++++ Data supplied
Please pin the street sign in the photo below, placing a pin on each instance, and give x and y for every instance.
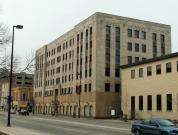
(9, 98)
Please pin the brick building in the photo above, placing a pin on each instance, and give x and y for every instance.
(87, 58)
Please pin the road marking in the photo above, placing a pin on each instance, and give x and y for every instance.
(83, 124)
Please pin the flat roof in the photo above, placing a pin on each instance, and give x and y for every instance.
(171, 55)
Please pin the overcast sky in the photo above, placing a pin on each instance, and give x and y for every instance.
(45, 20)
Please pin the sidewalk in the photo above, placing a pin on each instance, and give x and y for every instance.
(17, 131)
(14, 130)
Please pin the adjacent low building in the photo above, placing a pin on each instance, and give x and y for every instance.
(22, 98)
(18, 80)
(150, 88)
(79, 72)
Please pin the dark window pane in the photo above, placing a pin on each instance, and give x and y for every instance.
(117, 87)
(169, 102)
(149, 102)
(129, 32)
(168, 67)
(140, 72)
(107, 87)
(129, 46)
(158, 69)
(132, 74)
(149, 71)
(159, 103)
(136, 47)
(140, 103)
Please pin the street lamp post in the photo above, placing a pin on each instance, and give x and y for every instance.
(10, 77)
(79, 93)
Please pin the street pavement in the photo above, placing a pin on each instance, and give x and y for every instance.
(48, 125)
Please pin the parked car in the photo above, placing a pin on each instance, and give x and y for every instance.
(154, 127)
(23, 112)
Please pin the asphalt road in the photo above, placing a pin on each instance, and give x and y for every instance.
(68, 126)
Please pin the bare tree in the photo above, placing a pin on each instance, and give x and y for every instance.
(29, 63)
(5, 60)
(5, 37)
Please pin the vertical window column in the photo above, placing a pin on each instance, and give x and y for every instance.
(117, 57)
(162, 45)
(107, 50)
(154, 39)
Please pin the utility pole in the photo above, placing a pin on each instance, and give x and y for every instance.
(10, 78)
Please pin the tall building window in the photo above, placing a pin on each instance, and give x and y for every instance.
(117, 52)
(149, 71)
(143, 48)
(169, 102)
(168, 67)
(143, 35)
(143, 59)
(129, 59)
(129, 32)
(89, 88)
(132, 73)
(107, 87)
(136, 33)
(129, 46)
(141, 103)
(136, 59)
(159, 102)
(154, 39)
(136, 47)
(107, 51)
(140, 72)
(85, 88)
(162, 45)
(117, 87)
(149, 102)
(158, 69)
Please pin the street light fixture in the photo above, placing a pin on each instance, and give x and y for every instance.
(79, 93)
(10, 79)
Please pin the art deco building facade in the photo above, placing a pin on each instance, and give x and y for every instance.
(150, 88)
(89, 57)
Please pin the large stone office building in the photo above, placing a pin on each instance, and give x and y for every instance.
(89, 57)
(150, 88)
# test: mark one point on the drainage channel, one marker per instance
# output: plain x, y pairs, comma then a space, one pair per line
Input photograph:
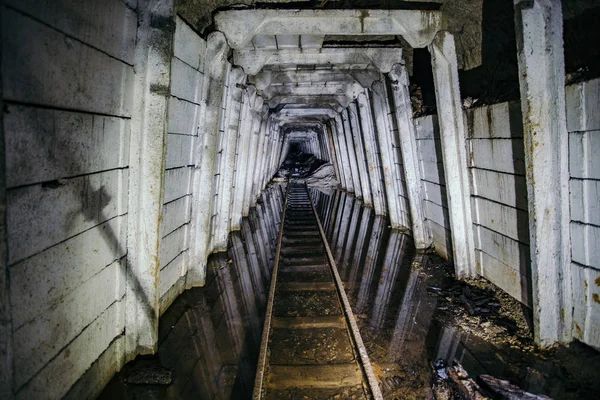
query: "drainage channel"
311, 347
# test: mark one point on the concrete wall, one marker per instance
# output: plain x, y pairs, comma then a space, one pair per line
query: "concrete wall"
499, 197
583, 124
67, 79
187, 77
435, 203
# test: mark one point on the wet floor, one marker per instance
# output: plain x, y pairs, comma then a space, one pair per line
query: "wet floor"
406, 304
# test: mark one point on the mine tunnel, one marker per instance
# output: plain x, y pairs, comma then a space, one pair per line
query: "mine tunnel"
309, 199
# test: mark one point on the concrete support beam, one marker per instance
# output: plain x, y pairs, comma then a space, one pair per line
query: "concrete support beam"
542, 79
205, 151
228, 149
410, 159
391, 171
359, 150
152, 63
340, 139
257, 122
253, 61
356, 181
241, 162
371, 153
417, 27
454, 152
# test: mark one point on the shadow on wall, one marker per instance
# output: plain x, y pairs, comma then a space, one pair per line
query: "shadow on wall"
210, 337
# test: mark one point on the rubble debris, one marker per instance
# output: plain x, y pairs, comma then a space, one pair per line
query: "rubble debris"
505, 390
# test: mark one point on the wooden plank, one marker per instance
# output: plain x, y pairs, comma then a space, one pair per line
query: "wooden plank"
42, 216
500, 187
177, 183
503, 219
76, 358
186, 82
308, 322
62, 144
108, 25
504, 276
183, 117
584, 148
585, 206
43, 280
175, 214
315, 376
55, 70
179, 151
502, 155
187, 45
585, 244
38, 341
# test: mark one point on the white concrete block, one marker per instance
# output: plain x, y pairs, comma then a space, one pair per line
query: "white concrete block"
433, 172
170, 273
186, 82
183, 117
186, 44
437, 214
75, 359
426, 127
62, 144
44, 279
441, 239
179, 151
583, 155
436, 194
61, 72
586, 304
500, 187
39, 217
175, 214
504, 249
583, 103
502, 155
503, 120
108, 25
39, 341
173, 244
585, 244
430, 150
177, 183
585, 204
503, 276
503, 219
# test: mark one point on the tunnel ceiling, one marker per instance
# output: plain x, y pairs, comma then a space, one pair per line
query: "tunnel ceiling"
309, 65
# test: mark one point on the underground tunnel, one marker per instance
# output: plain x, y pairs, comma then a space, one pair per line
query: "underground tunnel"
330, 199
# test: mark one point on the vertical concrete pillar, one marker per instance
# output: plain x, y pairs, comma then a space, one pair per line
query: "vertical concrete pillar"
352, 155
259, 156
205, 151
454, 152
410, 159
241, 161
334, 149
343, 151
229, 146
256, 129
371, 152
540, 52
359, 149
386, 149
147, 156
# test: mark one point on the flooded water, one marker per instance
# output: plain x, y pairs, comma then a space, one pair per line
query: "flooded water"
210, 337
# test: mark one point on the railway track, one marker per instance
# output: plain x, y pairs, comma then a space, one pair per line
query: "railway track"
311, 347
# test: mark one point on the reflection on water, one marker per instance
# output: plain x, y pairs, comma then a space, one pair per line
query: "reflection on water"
++++++++
- [What is needed]:
Copy every row above verbatim, from the first to the last, omitting the pictures.

- [Expected output]:
Please pin the street sign in the photo below, placing a pin on each instance, and give x and y for every instance.
(9, 98)
Please pin the brick building in the photo above, placing a pin on each instance, and give x and y for every instance.
(87, 58)
Please pin the road marking in the photo above, placing a pin on each instance, and give x and y for every instance.
(83, 124)
Please pin the flat roof in the photo above, placing a pin on each instance, and give x and y for every instance.
(171, 55)
Please pin the overcast sky in the photo above, placing a pin on each instance, and give x and y for every instance.
(45, 20)
Please pin the sidewalk in the photo above, placing a pin on each instance, and give x and y for every instance.
(17, 131)
(14, 130)
Please pin the adjacent low building in the photo above, placing a pin on each instance, and give x and y for every instance.
(22, 98)
(18, 80)
(150, 88)
(79, 72)
Please pin the dark window pane in the photo above, placing a pin on each instance, and give x and y for every instance.
(117, 87)
(169, 102)
(149, 102)
(129, 32)
(168, 67)
(140, 72)
(107, 87)
(129, 46)
(158, 69)
(132, 74)
(149, 71)
(159, 103)
(136, 47)
(140, 103)
Please pin the street lamp post in the photo above, placing a pin on each instance, and give x and y for every instance.
(10, 77)
(79, 93)
Please pin the street pavement in the photo above, placing a pin on each instance, and give x and y for every instance.
(48, 125)
Please pin the parked car in the photo above, placing a pin on each instance, and give x and y for every instance.
(154, 127)
(23, 112)
Please pin the asphalt road in the photo above, placing a pin on each instance, and give x and y for every instance.
(68, 126)
Please pin the bare tree in the photo above, placing a pin on each instance, and give x and y for every instance.
(29, 63)
(5, 60)
(5, 37)
Please pin the vertical window column in the photo above, placing a pin on each instance, and give x and y for every instance.
(117, 57)
(162, 45)
(107, 50)
(154, 39)
Please pin the utility pole in the photo above, placing a pin on each instance, and give x and y for every instance.
(10, 78)
Please pin the tall building window in the photo above, placing a pin on each instance, and give x and y for every instance.
(117, 52)
(149, 71)
(143, 48)
(169, 102)
(168, 67)
(143, 35)
(143, 59)
(129, 59)
(129, 32)
(89, 88)
(132, 73)
(107, 87)
(136, 33)
(129, 46)
(141, 103)
(136, 59)
(159, 102)
(154, 39)
(136, 47)
(107, 51)
(140, 72)
(85, 88)
(162, 45)
(117, 87)
(149, 102)
(158, 69)
Please pin the street light fixture in the photo above, placing a pin on each instance, and give x and y for every instance.
(79, 93)
(10, 79)
Please pin the art deco building facade in the photo above, placing a pin on each instance, and give x and y for every instance.
(150, 88)
(89, 57)
Please pin the large stone office building in the photo above, placing a pin on each instance, and give x and y for every instance.
(89, 57)
(150, 88)
# test: mark one point on the drainage channel, one marker per instance
# output: plain x, y pairs, comma then a space, one pair per line
Input photograph:
query: "drainage channel"
311, 347
# test: mark one point on the concrete wall, one marker per instance
# output: plain x, y pairs, comma then a space, one pair per line
query: "concrete wall"
499, 197
583, 124
67, 79
187, 77
435, 203
# test: mark one point on the wet floor, one marker per instance
# output: plain x, y pairs, comma then a space, one pair per line
query: "wet floor"
406, 304
# test: mark one point on the mine tunnel, one marker per instance
# output: plain x, y pairs, comma then a space, one pair per line
query: "mine tunnel"
309, 199
# test: mark one point on the concrete support beam, one marker per instance
# output: plain x, y pairs, comma then a space, one pair per line
query: "concrete support beam"
542, 79
205, 151
228, 149
410, 159
391, 171
359, 150
152, 63
340, 139
257, 122
253, 61
356, 181
241, 162
371, 153
417, 27
454, 152
# test: mark one point on the shadow on wall, one marker per instance
# output: plain x, y pairs, comma then a space, one pair per line
query: "shadow on wall"
210, 337
# test: mark one point on the rubble debris, one marker per instance
# output: plain x, y pairs, comma then a space, one pair per line
query: "rubble debris"
505, 390
# test: mark one point on the wooden plank, one marker per instance
# output: plain x, y pairs, comma then a space, one pair per line
query: "wooden plank"
42, 216
500, 187
177, 183
503, 219
76, 358
186, 82
308, 322
62, 144
108, 25
504, 276
183, 117
584, 148
585, 206
43, 280
175, 214
315, 376
55, 70
179, 151
502, 155
187, 45
585, 244
38, 341
# test: mark one point on the white concrete block, one marker per instance
# output: plain x, y pairs, comma then a space, one pair per line
query: "white concrete block"
433, 172
170, 273
186, 82
183, 117
186, 44
437, 214
75, 359
426, 127
62, 144
44, 279
441, 239
179, 151
583, 155
436, 194
61, 72
586, 304
500, 187
39, 217
175, 214
504, 249
583, 103
502, 155
503, 120
108, 25
39, 341
173, 244
585, 244
430, 150
177, 183
585, 204
503, 276
503, 219
# test: mark one point on the tunnel ceiling, one marker per instance
# output: plain x, y pairs, comma then a space, one pair per line
query: "tunnel ceiling"
309, 65
# test: mark one point on the underground tunnel, one marker per instance
# output: plain x, y pairs, comma then a space, one pair per line
query: "underground tunnel"
330, 199
# test: mark one point on the vertical concrete pillar, one marker per instance
# output: plain x, y pairs, comma then a space, one pair per line
query: "vertical concrete pillar"
352, 155
259, 156
205, 151
454, 152
410, 159
241, 161
334, 149
343, 151
229, 146
256, 129
371, 152
540, 52
359, 149
386, 149
147, 156
# test: mark one point on the flooded water, one marker per instance
# output: plain x, y pairs, comma then a space, one pair per line
query: "flooded water"
210, 337
# test: mark one point on the railway track, one marker per instance
# output: plain x, y pairs, comma then a space, one pair per line
query: "railway track"
311, 347
# test: mark one point on the reflection on water, one marker per instance
# output: plain x, y pairs, comma then a space, one pair per line
query: "reflection on water"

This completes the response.